*EXERCISE*
Print back each record unchanged, without pictures.

##### DATA SHOWN #####

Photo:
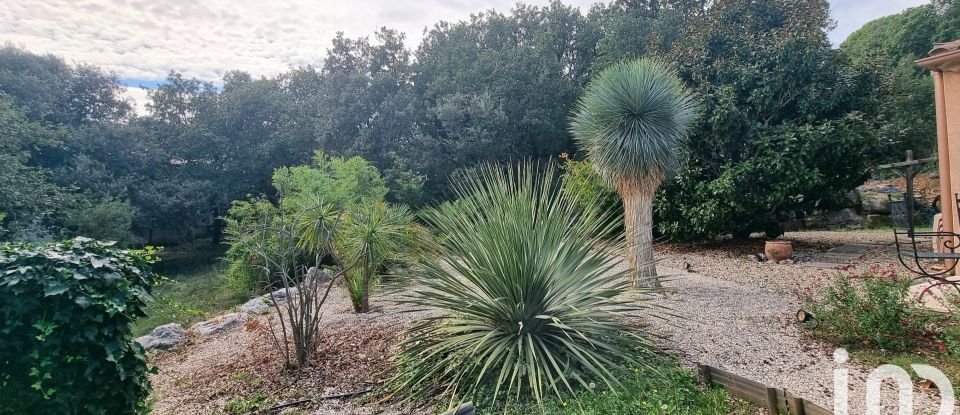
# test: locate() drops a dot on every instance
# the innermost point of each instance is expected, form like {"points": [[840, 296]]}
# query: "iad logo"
{"points": [[841, 387]]}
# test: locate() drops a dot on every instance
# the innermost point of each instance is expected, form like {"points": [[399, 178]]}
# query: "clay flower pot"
{"points": [[778, 250]]}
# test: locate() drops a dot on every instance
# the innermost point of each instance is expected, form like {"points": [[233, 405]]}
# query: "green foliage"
{"points": [[243, 271], [786, 125], [56, 92], [529, 295], [792, 169], [26, 193], [65, 315], [586, 188], [246, 405], [633, 120], [106, 220], [894, 43], [420, 115], [871, 309], [666, 389], [339, 182], [377, 235]]}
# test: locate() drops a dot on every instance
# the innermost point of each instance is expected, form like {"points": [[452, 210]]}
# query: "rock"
{"points": [[259, 305], [875, 202], [165, 337], [816, 222], [283, 294], [845, 217], [219, 324], [317, 276], [793, 225], [877, 221], [853, 199]]}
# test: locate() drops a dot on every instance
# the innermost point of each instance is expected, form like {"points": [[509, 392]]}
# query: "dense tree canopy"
{"points": [[786, 125], [894, 43]]}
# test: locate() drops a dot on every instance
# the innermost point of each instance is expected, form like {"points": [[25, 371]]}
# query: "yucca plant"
{"points": [[633, 121], [378, 234], [529, 296]]}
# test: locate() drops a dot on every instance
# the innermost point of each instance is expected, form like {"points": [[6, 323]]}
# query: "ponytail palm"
{"points": [[633, 122]]}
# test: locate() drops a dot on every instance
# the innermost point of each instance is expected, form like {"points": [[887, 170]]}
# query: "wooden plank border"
{"points": [[776, 401]]}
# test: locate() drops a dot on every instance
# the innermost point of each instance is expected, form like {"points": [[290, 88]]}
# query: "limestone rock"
{"points": [[259, 305], [844, 217], [165, 337], [877, 221], [875, 202], [218, 324]]}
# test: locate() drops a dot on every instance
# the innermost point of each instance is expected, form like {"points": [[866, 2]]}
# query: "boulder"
{"points": [[844, 217], [875, 202], [165, 337], [877, 221], [317, 276], [816, 222], [283, 294], [219, 324], [853, 199], [259, 305]]}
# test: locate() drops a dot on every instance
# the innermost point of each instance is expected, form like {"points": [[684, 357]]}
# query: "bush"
{"points": [[106, 219], [65, 316], [338, 181], [243, 272], [872, 309], [588, 190], [529, 297], [377, 234], [335, 183]]}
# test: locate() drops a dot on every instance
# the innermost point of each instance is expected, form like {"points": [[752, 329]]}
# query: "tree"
{"points": [[768, 86], [50, 90], [512, 101], [632, 122], [26, 194], [892, 43]]}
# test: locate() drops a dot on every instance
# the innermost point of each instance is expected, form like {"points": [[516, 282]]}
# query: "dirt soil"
{"points": [[736, 315]]}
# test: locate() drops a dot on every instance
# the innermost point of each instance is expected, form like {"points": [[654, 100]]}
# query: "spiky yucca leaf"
{"points": [[528, 295], [375, 234], [633, 120]]}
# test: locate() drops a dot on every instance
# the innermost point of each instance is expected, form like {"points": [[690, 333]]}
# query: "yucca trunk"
{"points": [[638, 224]]}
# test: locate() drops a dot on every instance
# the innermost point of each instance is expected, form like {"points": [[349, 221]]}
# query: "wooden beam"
{"points": [[908, 163]]}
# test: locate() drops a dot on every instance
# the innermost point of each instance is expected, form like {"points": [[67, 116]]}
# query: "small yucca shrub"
{"points": [[529, 296]]}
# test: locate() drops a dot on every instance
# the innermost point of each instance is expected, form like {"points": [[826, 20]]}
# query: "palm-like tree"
{"points": [[633, 121]]}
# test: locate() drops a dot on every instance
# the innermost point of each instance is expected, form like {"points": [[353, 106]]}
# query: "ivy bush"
{"points": [[65, 315]]}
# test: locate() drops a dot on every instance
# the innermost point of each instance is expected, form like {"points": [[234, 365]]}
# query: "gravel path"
{"points": [[737, 315]]}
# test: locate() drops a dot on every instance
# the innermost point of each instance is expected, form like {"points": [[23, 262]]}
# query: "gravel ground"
{"points": [[355, 353], [737, 315]]}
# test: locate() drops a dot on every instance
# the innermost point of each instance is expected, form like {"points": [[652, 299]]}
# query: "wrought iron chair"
{"points": [[912, 245]]}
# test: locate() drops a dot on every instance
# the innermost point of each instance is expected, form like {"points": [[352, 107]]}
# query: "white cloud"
{"points": [[853, 14], [145, 39], [137, 97]]}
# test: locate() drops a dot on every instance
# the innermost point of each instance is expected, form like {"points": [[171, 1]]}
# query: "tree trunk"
{"points": [[365, 296], [638, 224]]}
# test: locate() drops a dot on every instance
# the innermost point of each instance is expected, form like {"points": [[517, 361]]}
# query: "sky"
{"points": [[143, 40]]}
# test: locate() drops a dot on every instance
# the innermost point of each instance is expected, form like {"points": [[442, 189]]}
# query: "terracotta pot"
{"points": [[778, 250]]}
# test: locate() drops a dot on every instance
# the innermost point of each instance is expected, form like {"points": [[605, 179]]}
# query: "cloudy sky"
{"points": [[142, 40]]}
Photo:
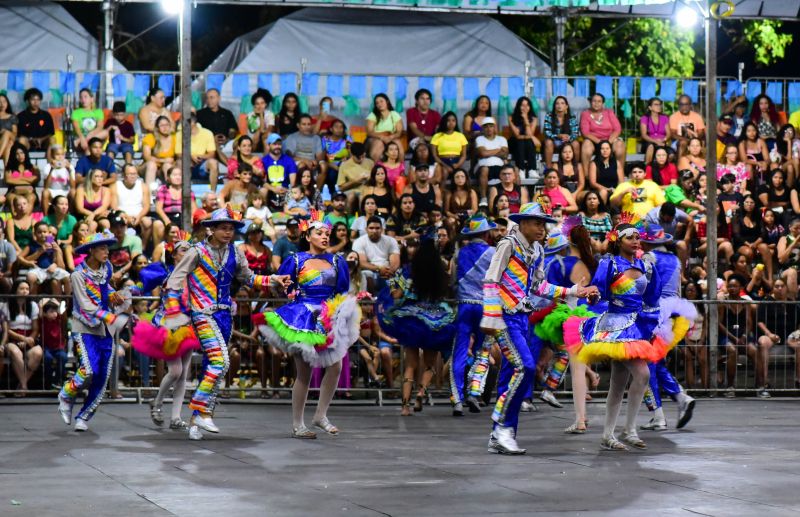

#####

*ANSWER SPACE*
Photo:
# test: locate() drops a dot on every instance
# the innermost point of each instance is expected, form like {"points": [[840, 296]]}
# query: "iad logo"
{"points": [[841, 387]]}
# test: locate() drops a dot on every instance
# the innermost point of each instance is expected, form like {"points": [[399, 178]]}
# query: "clay flower pot"
{"points": [[778, 250]]}
# test: locate() drops a dot on every instance
# the innermost point of each instance is expected, form like {"points": [[233, 405]]}
# query: "green foliage"
{"points": [[243, 271], [786, 125], [56, 92], [529, 295], [792, 169], [26, 193], [65, 315], [586, 188], [246, 405], [633, 120], [106, 220], [894, 43], [420, 115], [871, 309], [666, 389], [339, 182], [377, 235]]}
# test: locate() drops a dot on every instance
# the innermost point of each instance is expected, form like {"points": [[452, 210]]}
# query: "rock"
{"points": [[259, 305], [875, 202], [165, 337], [816, 222], [283, 294], [845, 217], [219, 324], [317, 276], [793, 225], [877, 221], [853, 199]]}
# test: locate() drops a dot on every instance
# the innermost point of each instance is expected, form like {"points": [[509, 392]]}
# query: "dense tree canopy"
{"points": [[786, 125], [894, 43]]}
# test: locate() drops a dot on every instance
# the innermost point of each instance is expected, form like {"points": [[25, 371]]}
# query: "yucca plant"
{"points": [[633, 121], [378, 234], [529, 296]]}
# test: locate() drops a dot on every instance
# the innermost point of each instance is expected, form like {"points": [[6, 323]]}
# query: "ponytail palm"
{"points": [[633, 122]]}
# test: locate() drops a dot on every instance
# the innermost point of each instance is expected, form like {"points": [[887, 170]]}
# query: "wooden plank border"
{"points": [[776, 401]]}
# test: locate() drops a dot on every instance
# the innermost point of each instance is expected, form like {"points": [[290, 88]]}
# query: "limestone rock"
{"points": [[259, 305], [844, 217], [165, 337], [877, 221], [875, 202], [218, 324]]}
# test: locate() drops a dot on every instance
# the innermost point of each instance is expected, form like {"points": [[866, 2]]}
# query: "boulder"
{"points": [[844, 217], [875, 202], [165, 337], [877, 221], [317, 276], [816, 222], [283, 294], [219, 324], [853, 199], [259, 305]]}
# test: locate() drops a dot on every instance
# the innermost point of each instance is expected, form like {"points": [[684, 357]]}
# query: "bush"
{"points": [[106, 219], [65, 316], [338, 181], [243, 272], [872, 309], [588, 190], [529, 297], [377, 234], [335, 183]]}
# test: locate() drops a dot on every instance
# the innermost point of each instance is expected, form like {"points": [[752, 329]]}
# query: "tree"
{"points": [[768, 86], [50, 90], [512, 101], [632, 122], [26, 194], [892, 43]]}
# test: locate() drops a dot on every instance
# the innermost point of each instance is expected, form like {"points": [[516, 282]]}
# query: "dirt soil"
{"points": [[736, 315]]}
# test: locate() drops a dot on every instance
# the innermost point of each instance is expected, form like {"points": [[654, 100]]}
# query: "spiky yucca leaf"
{"points": [[528, 295], [375, 234], [633, 120]]}
# test: locate() drops a dot on every instance
# the innermost point of each instance is expected, form like {"points": [[690, 333]]}
# query: "yucca trunk"
{"points": [[638, 224]]}
# test: locate() drops a dot on every instance
# the innermost point of each instance is expected, form like {"points": [[349, 221]]}
# query: "wooden beam"
{"points": [[908, 163]]}
# test: locate() drops a dot on every instance
# the innermost point of each instance is expected, form like {"points": [[67, 116]]}
# query: "small yucca shrub"
{"points": [[529, 296]]}
# test: locate() drops a dot on every instance
# the innermost point of each instance is expected, form like {"points": [[826, 20]]}
# query: "palm-like tree"
{"points": [[633, 121]]}
# test: locate() drops a dot on every instance
# the innermost point of each instance is expected, form like {"points": [[353, 106]]}
# query: "ivy bush"
{"points": [[65, 315]]}
# test: locate() drops a dot on every instance
# the innermost point of each instance is expected, form like {"points": [[234, 365]]}
# query: "gravel path"
{"points": [[737, 315]]}
# test: locate() drops a dot on every instance
# the innermost point of each instance is expected, form like {"points": [[23, 262]]}
# query: "gravel ground"
{"points": [[355, 353], [737, 315]]}
# test: locate() drops a dot on every instance
# the innermost point of each instance is expected, form like {"points": [[652, 299]]}
# query: "wrought iron chair"
{"points": [[912, 245]]}
# test: locate() drops a dot on every instance
# the innermost point of each instance is expected, form like {"points": [[352, 107]]}
# query: "white cloud"
{"points": [[853, 14], [145, 39], [137, 97]]}
# test: locate() drops a dot on every instance
# the innermost point of each instance is expected, form like {"points": [[171, 1]]}
# query: "tree trunk"
{"points": [[365, 296], [638, 224]]}
# test: locate() drops a dot on every instance
# the innermost point of each instance is expected, form like {"points": [[517, 361]]}
# query: "sky"
{"points": [[143, 40]]}
# test: locate() drops a dot on every instance
# the innermost point of each instance is expected, form like {"points": [[442, 189]]}
# query: "terracotta pot"
{"points": [[778, 250]]}
# test: locate() drops a dot on every instance
# the innermost point of each instance is expected, form like {"points": [[605, 179]]}
# query: "cloudy sky"
{"points": [[142, 40]]}
Photo:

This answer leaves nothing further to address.